▸ **Task objective**: Transcribe the passage of the Ruben Wright biography below word for word, from "In the early" up to and including "was at no 37.".

▸ **Document excerpt**:
- Also known as: Reuben Wright
- Born: c.1937 Philadelphia, Pennsylvania, United States
- Origin: Philadelphia, Pennsylvania, United States
- Genres: Doo Wop, Soul, Pop
- Instrument: Piano
- Years active: 1953 - 2000s - ?
- Label: Capitol,
- Formerly of: The Uniques, The Capris, The Larks, The Manhattans

= Ruben Wright =

American musician

Ruben Wright (born 1937/8) is a musician and former bandleader from Philadelphia. He had an R&B Top 30 hit with "I'm Walking Out On You". He is also a songwriter. He also wrote the regional hit "God Only Knows" for The Capris in 1954.

==Background==
Wright was a member of an early 1950s group called The Uniques, in which he played piano. All of the members came from the same neighborhood. The group later evolved into the Capris. At that time the group's ages ranged from 15 to 16. In June 1954, the group was signed to Gotham Records, and recorded the Wright-penned "God Only Knows", featuring female singer Renee Hinton on lead. The Capris broke up after their final single in 1958, and Wright began his solo career.

==Career==
The single "Girls Make Me Nervous" bw "Love Is Gone" was released on the Wynne label in 1958. The B side "Love Is Gone" was composed by Eddie Warner and it has been suggested that some of the backing singers were members of The Capris. His next single "To You" bw "Bye Bye" was released on the Lancer label.

In the early 1960s, he was a member of a backing group called The Manhattans. They backed a group called The Larks on the single "It's Unbelievable" bw "I Can't Believe It" which was released on the Sheryl label.

Wright recorded 5 singles for the Capitol label, beginning with "Where Was I" bw "Bye Bye" in 1964. In 1966, "I'm Walking Out On You" was released bw "Hey Girl". By May the 7th that year, "I'm Walking Out On You" was holding its second week in the Baltimore Top 40. By May 14, it had made the National R&B Top 40, and was at no 37.

▸ **Data records**:
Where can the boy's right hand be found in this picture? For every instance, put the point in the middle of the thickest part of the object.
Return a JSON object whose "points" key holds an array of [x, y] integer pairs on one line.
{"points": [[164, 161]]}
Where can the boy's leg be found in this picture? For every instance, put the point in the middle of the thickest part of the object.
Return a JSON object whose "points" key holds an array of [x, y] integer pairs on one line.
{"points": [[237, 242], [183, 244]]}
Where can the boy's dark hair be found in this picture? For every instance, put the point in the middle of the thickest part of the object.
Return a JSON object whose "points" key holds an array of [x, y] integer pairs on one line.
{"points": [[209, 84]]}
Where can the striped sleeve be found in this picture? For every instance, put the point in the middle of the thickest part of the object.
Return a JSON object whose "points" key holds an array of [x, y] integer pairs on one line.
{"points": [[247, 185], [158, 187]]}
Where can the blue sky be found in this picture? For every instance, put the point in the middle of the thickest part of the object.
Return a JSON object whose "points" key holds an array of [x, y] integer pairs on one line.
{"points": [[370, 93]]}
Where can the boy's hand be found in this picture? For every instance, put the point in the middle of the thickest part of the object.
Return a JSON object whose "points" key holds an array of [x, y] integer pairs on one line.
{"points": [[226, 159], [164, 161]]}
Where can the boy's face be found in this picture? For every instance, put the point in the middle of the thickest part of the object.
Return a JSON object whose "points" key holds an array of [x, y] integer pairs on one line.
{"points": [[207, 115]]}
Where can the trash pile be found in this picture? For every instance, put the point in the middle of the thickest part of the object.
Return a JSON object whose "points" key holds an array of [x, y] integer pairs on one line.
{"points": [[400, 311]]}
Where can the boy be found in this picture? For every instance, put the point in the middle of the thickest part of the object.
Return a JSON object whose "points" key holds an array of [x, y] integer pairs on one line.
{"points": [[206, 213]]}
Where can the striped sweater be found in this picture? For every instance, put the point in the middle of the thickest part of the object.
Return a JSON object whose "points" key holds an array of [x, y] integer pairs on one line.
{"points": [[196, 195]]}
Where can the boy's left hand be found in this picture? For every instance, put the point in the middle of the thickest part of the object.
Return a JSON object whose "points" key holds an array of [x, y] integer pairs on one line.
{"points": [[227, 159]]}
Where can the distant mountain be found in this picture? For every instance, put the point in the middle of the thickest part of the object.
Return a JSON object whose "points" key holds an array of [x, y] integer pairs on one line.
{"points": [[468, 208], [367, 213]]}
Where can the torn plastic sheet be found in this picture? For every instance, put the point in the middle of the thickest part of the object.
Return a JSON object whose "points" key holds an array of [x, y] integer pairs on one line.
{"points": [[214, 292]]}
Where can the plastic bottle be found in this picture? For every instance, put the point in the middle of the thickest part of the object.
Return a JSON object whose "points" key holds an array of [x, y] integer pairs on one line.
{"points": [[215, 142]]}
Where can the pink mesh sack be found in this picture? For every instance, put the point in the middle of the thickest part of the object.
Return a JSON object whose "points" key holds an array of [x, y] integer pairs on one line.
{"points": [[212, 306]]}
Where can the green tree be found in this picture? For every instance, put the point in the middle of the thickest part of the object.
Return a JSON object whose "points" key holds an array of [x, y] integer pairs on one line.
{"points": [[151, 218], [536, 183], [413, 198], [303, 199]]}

▸ **Written response**:
In the early 1960s, he was a member of a backing group called The Manhattans. They backed a group called The Larks on the single "It's Unbelievable" bw "I Can't Believe It" which was released on the Sheryl label.

Wright recorded 5 singles for the Capitol label, beginning with "Where Was I" bw "Bye Bye" in 1964. In 1966, "I'm Walking Out On You" was released bw "Hey Girl". By May the 7th that year, "I'm Walking Out On You" was holding its second week in the Baltimore Top 40. By May 14, it had made the National R&B Top 40, and was at no 37.